* Prompt
The task calls for every line of the data to be repeated exactly.

(Listed entries Opens)

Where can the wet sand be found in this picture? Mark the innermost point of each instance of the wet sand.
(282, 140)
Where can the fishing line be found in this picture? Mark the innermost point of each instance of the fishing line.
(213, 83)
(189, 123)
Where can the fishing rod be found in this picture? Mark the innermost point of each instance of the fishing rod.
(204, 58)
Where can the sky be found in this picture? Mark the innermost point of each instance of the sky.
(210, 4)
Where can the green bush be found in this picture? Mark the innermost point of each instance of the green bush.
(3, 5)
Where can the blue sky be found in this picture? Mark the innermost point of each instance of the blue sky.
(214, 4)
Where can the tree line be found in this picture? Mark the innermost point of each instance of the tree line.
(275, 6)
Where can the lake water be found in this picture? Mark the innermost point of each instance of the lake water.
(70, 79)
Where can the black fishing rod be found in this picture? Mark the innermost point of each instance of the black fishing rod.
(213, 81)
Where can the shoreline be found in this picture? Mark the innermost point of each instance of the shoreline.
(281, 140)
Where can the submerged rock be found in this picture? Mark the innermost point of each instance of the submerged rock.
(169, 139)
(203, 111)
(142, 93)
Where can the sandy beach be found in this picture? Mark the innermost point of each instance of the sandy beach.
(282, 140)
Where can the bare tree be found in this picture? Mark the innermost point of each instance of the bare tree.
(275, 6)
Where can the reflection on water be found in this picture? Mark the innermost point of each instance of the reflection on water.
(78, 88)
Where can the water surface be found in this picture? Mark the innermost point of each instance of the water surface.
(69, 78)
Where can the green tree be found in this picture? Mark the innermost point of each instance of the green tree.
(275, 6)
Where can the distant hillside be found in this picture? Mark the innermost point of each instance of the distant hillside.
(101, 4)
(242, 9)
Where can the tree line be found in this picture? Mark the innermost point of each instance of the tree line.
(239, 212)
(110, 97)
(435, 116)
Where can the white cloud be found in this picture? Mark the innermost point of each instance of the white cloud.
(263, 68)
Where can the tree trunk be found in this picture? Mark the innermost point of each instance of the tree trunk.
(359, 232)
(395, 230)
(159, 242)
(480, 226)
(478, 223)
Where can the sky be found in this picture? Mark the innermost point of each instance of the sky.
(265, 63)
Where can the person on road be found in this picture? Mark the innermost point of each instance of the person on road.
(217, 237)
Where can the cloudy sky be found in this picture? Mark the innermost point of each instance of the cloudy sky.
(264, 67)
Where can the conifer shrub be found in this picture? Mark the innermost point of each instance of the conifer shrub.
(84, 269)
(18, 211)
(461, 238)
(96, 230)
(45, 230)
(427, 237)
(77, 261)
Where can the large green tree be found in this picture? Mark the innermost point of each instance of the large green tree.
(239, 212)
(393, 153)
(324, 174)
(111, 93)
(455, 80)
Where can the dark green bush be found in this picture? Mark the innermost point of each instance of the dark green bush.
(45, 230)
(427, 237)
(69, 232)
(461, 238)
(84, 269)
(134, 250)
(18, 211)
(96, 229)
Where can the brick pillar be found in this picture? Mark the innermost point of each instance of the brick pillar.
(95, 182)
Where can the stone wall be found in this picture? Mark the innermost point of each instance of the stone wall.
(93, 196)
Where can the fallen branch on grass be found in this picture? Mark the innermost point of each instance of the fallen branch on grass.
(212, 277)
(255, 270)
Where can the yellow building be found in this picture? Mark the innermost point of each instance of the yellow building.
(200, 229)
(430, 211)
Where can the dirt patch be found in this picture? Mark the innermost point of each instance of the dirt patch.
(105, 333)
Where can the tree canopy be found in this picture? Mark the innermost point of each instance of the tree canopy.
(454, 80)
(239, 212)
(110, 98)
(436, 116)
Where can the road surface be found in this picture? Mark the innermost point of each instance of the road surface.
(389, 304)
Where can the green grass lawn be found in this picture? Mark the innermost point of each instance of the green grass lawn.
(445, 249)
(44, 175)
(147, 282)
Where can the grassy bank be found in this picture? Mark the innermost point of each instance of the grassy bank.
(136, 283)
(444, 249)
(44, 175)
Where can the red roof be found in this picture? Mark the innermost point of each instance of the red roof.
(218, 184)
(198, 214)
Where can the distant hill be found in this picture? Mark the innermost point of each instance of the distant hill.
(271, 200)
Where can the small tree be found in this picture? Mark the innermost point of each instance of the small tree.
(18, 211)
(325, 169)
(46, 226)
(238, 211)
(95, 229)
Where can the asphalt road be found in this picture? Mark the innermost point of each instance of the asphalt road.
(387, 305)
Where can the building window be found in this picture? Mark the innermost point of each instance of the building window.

(Listed entries Closes)

* Result below
Where can the wet sand be found in this picture? Mark the innermost point of each instance of the wet sand.
(282, 140)
Where can the fishing line be found in this picture? Mark the innermost point of each instance of the fishing line.
(213, 83)
(189, 123)
Where can the fishing rod be found in this picture? Mark the innermost point of each instance of the fishing rod.
(204, 58)
Where can the sky be found in this picture? Mark the innermost point of each instance of the sky.
(210, 4)
Where can the green bush be found in this picture? Mark the innermost point of each instance of the green bush.
(3, 5)
Where can the blue sky be found in this picture? Mark the innermost point of each instance of the blue sky.
(214, 4)
Where can the tree line be found in this picture? Mark the innermost point of each instance of the tree line.
(275, 6)
Where can the lake water be found in this picture? Mark the innermost point of each instance of the lake water.
(70, 79)
Where can the black fishing rod be found in this picture? Mark the innermost point of each instance of the black fishing rod.
(213, 81)
Where can the shoreline be found in this picture? Mark the innermost point of each instance of the shoreline.
(281, 140)
Where can the submerged rock be found in this picture? Mark the innermost point of each instance of the submerged rock.
(169, 139)
(203, 111)
(142, 93)
Where can the sandy beach be found in this picture? Mark the innermost point of each instance of the sandy beach.
(282, 140)
Where can the bare tree be found in this picture? Mark the innermost point of each instance of the bare tree.
(275, 6)
Where can the reflection on water be found in this picture? Mark the innermost point of each instance of the reflection on water.
(78, 88)
Where can the water surface be found in this picture? Mark the innermost point of each instance of the water surface.
(69, 78)
Where can the green tree be found in this picture? Mark the innermost point of each instance of the green tree.
(275, 6)
Where can the distant hillside be found in this picture? Mark the innermost point of each instance of the distant hillside.
(101, 4)
(242, 9)
Where can the tree line be found in this picture? Mark the innermost point of each instance of the tree line.
(239, 212)
(110, 97)
(435, 116)
Where can the white cloud be found in this picture? Mark the innermost point of each instance of the white cloud.
(263, 68)
Where can the tree trunk be found in this picture? Mark the innermost point of each instance of the tree trunk.
(359, 232)
(395, 230)
(159, 242)
(480, 226)
(478, 223)
Where can the sky be found in this picture? Mark the innermost point of each instance of the sky.
(265, 63)
Where can the person on road be found in this picture? Mark the innermost point of each instance of the person on road.
(217, 237)
Where can the cloudy sky be found in this picture? Mark the innermost point of each instance of the cloudy sky.
(264, 67)
Where can the conifer shrub be found in this picture? Mark the innermost point of each instance of the conifer shrub.
(84, 269)
(18, 211)
(461, 238)
(96, 230)
(45, 230)
(427, 237)
(77, 261)
Where can the large green tree be found in this picture? Mark the innermost point of each instance of the large green tree.
(239, 212)
(393, 153)
(324, 174)
(111, 93)
(455, 80)
Where can the dark green bush be found in this picture? Mark the innermost point of each instance of the dark green bush.
(45, 230)
(427, 237)
(69, 232)
(461, 238)
(84, 269)
(134, 250)
(18, 211)
(96, 229)
Where can the brick pillar be found in this picture? Mark the innermost point of each instance of the brick pillar.
(95, 182)
Where can the stone wall be found in this picture? Mark the innermost point of each instance of the stone wall.
(93, 196)
Where can the fallen branch on grass be found in this picture? Mark the innermost point of each instance of the fallen branch on grass.
(212, 277)
(255, 270)
Where can the yellow building be found in this picture? Mark the innermost point of each instance of the yellow building.
(200, 229)
(430, 211)
Where can the dirt patch be found in this picture? Mark the innermost point of each instance of the dirt patch.
(105, 333)
Where can the tree canopy be found in this picture? Mark the innermost point of each instance of the tree canopy.
(454, 80)
(239, 212)
(110, 98)
(436, 116)
Where can the road surface be found in this picture? Mark the innermost point of each instance of the road surface.
(389, 304)
Where can the green grass lawn be found in this picture? Mark the innermost point of each instance of the green grass lawn.
(445, 249)
(44, 175)
(147, 282)
Where can the grassy bank be found in this picture? Mark the innermost point of each instance of the grassy bank.
(136, 283)
(444, 249)
(44, 175)
Where can the red roof be found in this picture? Mark the innermost point of each instance of the red roof.
(218, 184)
(198, 214)
Where can the distant hill be found in this picture? Mark the innermost point of each instance of the distant hill.
(271, 200)
Where can the small tree be found in this picture? Mark the innermost point of each instance of the small tree.
(18, 211)
(325, 169)
(46, 226)
(238, 211)
(95, 229)
Where can the asphalt road be found in this picture? Mark the innermost point of each instance of the asphalt road.
(387, 305)
Where can the building window be found in this picture? Mark the innermost point of each instance of the building window.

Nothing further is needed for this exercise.